======== Source material
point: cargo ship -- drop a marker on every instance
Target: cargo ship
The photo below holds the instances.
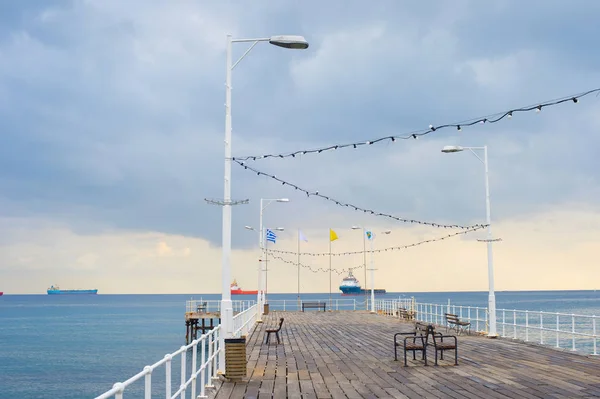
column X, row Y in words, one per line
column 236, row 290
column 55, row 290
column 351, row 286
================
### [Task directions]
Pull every line of the listing above out word for word, leaving out the picture.

### [Output of the exercise]
point: cargo ship -- drop a marker on every instance
Target: cargo ship
The photo below holds the instances.
column X, row Y in words, one per line
column 236, row 290
column 55, row 290
column 351, row 286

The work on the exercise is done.